Teks Halaman
****

-- Yayat Hendayana
TAK syak lagi, Proklamasi Kemerdekaan merupakan peristiwa teramat penting dalam sejarah kebangsaan dan kenegaraan kita. Masuk akal apabila peristiwa penting itu didokumentasikan dalam berbagai bentuk tertulis, tak terkecuali dalam bentuk karya sastra. Akan tetapi, merujuk Abdullah Mustappa (Lima Abad Sastra Sunda, 2000), jangan harap kita akan menemukan rekaman peristiwa penting itu dalam novel-novel Sunda. Tak ada proklamasi dalam novel Sunda.
Para pengarang novel Sunda membiarkan peristiwa penting itu berlalu begitu saja. Padahal, peristiwa itu adalah peristiwa nasional yang berdampak secara nasional pula, termasuk etnis Sunda di dalamnya. Apakah justru karena peristiwa itu bersifat nasional yang membuat para pengarang novel Sunda tidak tertarik untuk merekamnya dalam karya-karya mereka? Sebab, terhadap peristiwa yang bersifat lokal Jawa Barat, peristiwa DI/TII misalnya, para pengarang novel Sunda terkesan antusias untuk merekamnya ke dalam karya-karya mereka. Novel-novel Sunda yang mempunyai kaitan dengan peristiwa DI/TII tidak sulit dicari. Jauh berbeda dengan novel-novel Sunda yang ada kaitannya dengan Proklamasi Kemerdekaan.

****

Soal Latihan
1. Jawablah pertanyaan berikut berdasarkan teks halaman.
(a) Apa judul karya Abdullah Mustappa tahun 2000 yang dirujuk?
(b) Peristiwa lokal Jawa Barat apa yang dijadikan contoh?
(c) Menurut teks, siapa saja yang terkena dampak Proklamasi Kemerdekaan?
2. Lanjutkan teks halaman tentang Proklamasi Kemerdekaan dalam novel Sunda, mulai setelah kalimat terakhirnya.
Data di bawah ini merupakan bahan tersendiri yang terpisah dari teks halaman.

Data Tersedia
****

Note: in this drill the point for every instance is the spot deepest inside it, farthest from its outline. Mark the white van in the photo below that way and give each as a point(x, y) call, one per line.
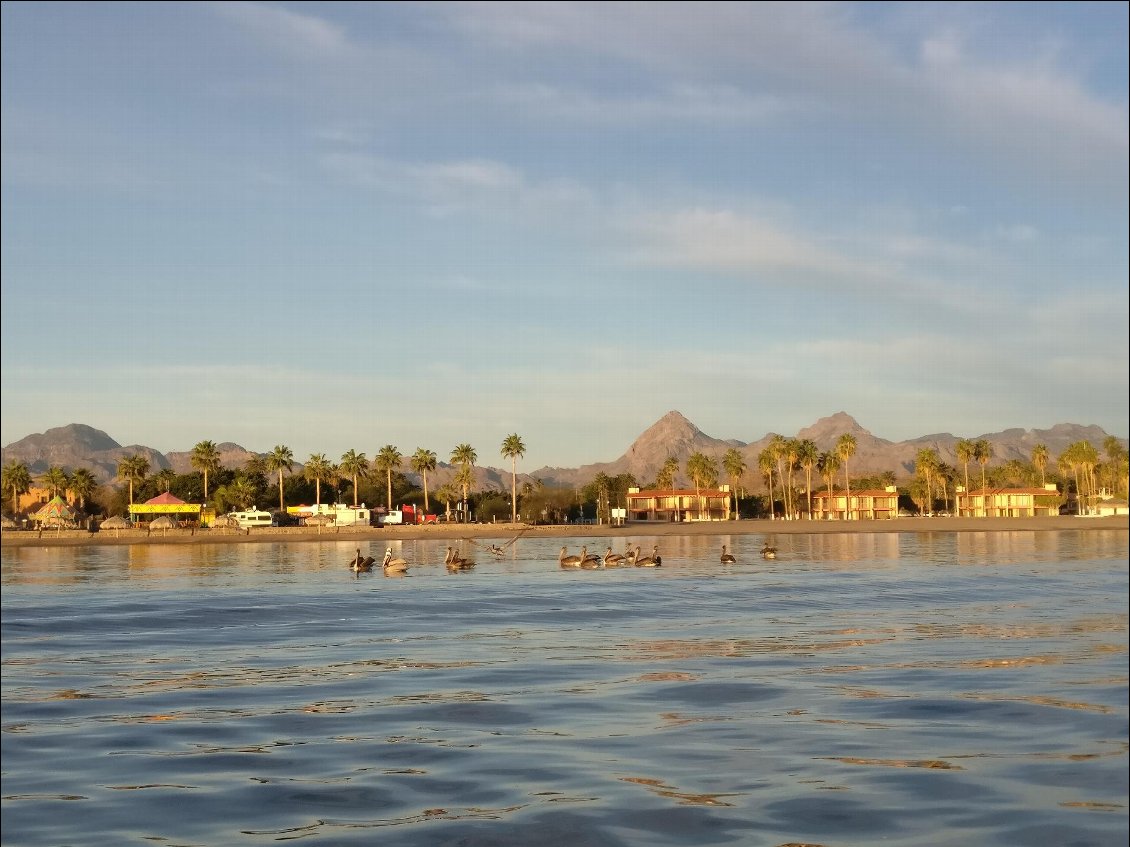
point(246, 520)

****

Jawaban Latihan
1.
(a) Lima Abad Sastra Sunda.
(b) Peristiwa DI/TII.
(c) Dampaknya bersifat nasional, termasuk bagi etnis Sunda.

2.
Barangkali, bagi para pengarang novel Sunda, peristiwa lokal yang mempunyai kaitan langsung dengan kehidupan sehari-hari jauh lebih menarik daripada peristiwa yang terjadi pada skala nasional. Peristiwa G 30 S/PKI yang berpengaruh sangat besar bagi tatanan kehidupan kita, ternyata bernasib sama dengan Proklamasi Kemerdekaan. Peristiwa berskala nasional itu tak akan ditemukan rekamannya dalam novel-novel Sunda.
"Memang tidak ada keharusan seorang penulis mencatat zamannya," kata Abdullah Mustappa. "Namun, kalau gejolak sosial yang cukup fenomenal itu tidak mendorong seorang pengarang untuk terbangkitkan ilhamnya, siapa tahu ada sesuatu yang layak untuk diperhatikan." Siapa tahu hal itu merupakan pencerminan dari kondisi masyarakat pada zamannya yang menganggap tidak penting persoalan-persoalan yang tidak bersentuhan langsung dengan kepentingan hidup sehari-hari.
Reformasi tema cerita
Beruntung, ketidaktertarikan para pengarang Sunda terhadap peristiwa berskala nasional itu, dalam hal ini Proklamasi Kemerdekaan dan G 30 S/PKI, tidak berlangsung setiap zaman. Di zaman reformasi, zaman yang mendorong masyarakatnya bersikap kritis, terbuka, vokal, dan berani bertindak, rekaman terhadap peristiwa berskala nasional dapat kita jumpai dalam novel-novel Sunda.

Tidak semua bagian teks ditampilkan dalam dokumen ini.